▶ _Source text_
※ ※ ※
Green Room (2016) – Green Room is a taut, horror/thriller hybrid that cranks up the tension from start to finish. Director Jeremy Saulnier elicits strong performances from Patrick Stewart as a nihilistic neo-Nazi club owner and the late Anton Yelchin as a member of a punk rock band trapped inside a room in the club after unwittingly intruding on a murder cover up. It’s a gruesome, unforgiving film that lovers of scary movies should watch with delight. Enjoyable from it’s opening frame and featuring Yelchin’s best performance of his short life, Green Room is a must see for fans of unconventional thrillers.

Replay Value: Fun enough to watch again some day.
Sequel Potential: Probably not, but if it becomes a cult classic, it might invite some crappy, nontheatrical sequels.
Oscar Potential: Whiff.

Grade: 7.5/10 (Highly Enjoyable/Must See)

Sausage Party (2016) – The writing team responsible for Superbad offers up a hard R-rated animated comedy featuring everyone’s favorite grocery store items. Filled with all the cleverness and humor – if not the charm and superb storytelling – of a classic Pixar movie, Sausage Party is quite entertaining. While there are lots of juvenile jokes and unrelenting amounts of sexual innuendo, Sausage Party features an A-List voice cast and everyone does a laudable job. It’s not quite as emotionally resonant as it wants to be, but Sausage Party is still a pretty fun comedy and recommended while it’s streaming on Netflix. Warning: this is not for kids!

Replay Value: Smart and funny enough to be worthy of multiple viewings.
Sequel Potential: Definitely possible.
Oscar Potential: None.

Grade: 6/10 (Recommended)
※ ※ ※
▶ _Requests_
- a) Translate this sentence from the movie reviews into Spanish: "It's a gruesome, unforgiving film that lovers of scary movies should watch with delight."
- b) In the movie reviews, who plays the nihilistic neo-Nazi club owner in Green Room?
- c) Pick up the movie reviews after their last line and keep writing them.
※ ※ ※
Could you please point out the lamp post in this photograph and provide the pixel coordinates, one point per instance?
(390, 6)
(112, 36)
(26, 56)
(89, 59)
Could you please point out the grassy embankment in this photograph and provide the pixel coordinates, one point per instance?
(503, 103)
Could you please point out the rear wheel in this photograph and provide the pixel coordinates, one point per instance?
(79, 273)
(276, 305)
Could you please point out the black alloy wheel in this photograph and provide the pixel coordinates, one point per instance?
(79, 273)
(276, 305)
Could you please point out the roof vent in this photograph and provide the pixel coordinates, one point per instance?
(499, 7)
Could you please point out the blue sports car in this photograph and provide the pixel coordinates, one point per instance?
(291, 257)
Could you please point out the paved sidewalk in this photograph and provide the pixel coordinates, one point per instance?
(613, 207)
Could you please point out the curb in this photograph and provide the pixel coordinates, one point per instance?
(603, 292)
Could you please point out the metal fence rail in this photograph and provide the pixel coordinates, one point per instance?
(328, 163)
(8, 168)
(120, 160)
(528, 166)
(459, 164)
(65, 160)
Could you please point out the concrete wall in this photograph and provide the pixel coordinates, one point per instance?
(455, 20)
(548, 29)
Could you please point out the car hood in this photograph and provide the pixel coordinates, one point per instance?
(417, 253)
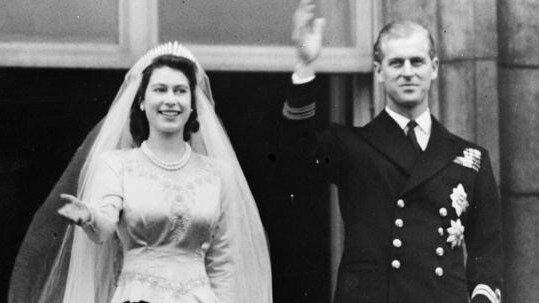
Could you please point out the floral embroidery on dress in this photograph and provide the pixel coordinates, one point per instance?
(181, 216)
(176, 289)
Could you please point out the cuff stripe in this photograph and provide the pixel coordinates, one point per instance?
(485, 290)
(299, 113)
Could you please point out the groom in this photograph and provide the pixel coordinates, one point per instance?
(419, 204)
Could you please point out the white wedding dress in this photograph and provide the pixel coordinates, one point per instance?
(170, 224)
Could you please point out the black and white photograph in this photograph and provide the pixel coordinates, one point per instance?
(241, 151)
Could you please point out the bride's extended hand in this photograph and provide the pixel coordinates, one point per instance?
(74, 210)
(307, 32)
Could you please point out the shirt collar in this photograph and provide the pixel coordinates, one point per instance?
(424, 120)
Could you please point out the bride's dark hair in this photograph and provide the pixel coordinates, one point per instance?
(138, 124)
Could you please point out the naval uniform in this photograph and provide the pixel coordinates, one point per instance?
※ ※ ※
▶ _Final answers_
- a) Es una película sangrienta e implacable que los amantes de las películas de miedo deberían disfrutar viendo.

- b) Patrick Stewart.

- c)
Pete’s Dragon (2016) – It’s probably been 25-30 years since I’ve seen the original and I can’t remember it at all, so I can’t comment on how this film compares. Even though this live action remake was well received, I found myself struggling through it. It doesn’t help that the cast is largely made up of actors whose work I rarely enjoy. Bryce Dallas Howard, Wes Bentley, and Karl Urban have never been the reason I’ve watched a movie. Oona Laurence, the little girl, gives the film’s only laudable performance. While I understand the decision to make Elliot, the dragon, look friendly, I felt like the CGI was lackluster and actually terrible at times. I’ve seen action sequences that looked less fake in movies that were made 15 years ago. While Disney films are supposed to require an abundance of imagination and a suspension of reality, it doesn’t hurt to explain some things. Like why is there a dragon in a forest in the Pacific Northwest? How does a dragon remain unseen for decades? If it has wings, wouldn’t it need to use them periodically? What does it eat? Are all dragons children friendly? All in all, Pete’s Dragon is a rare misstep from Disney as it feels like the film, with its uninspired casting and visual effects, was an afterthought for the juggernaut corporation.

Replay Value: None for me.
Sequel Potential: Always possible.
Oscar Potential: None.

Grade: 3/10 (Skip It)

h1

Captain America: Civil War (2016)

May 7, 2016

Starring: The Avengers
Director: The Russo Brothers (Captain America: The Winter Soldier, You, Me and Dupree)

Bottom Line: Somehow Marvel keeps outdoing themselves. Starting with The Avengers in 2012, Marvel has been putting out a nonstop string of top notch superhero films (with the clunky Age Of Ultron being an exception). With the same creative team responsible for The Winter Soldier in charge of making Civil War, fans of the MCU had every reason to believe this could be Marvel movie yet.

And it is. While The Dark Knight will be extremely difficult to top as my favorite comic book movie of all time, Civil War is quite easily my second favorite. Just like The Winter Soldier, the label of “comic book movie” can be dropped from the equation when discussing Civil War‘s greatness – it transcends the genre; this is simply great filmmaking.

Civil War explores what happens when The Avengers are held responsible for the consequences of their actions – in other words, what happens to innocent bystanders while they are trying to save the world. So when the United Nations steps in to try to control the superheroes, Steve Rogers and Tony Stark find themselves on opposite sides of the agenda – and then all sorts of fun things start happening.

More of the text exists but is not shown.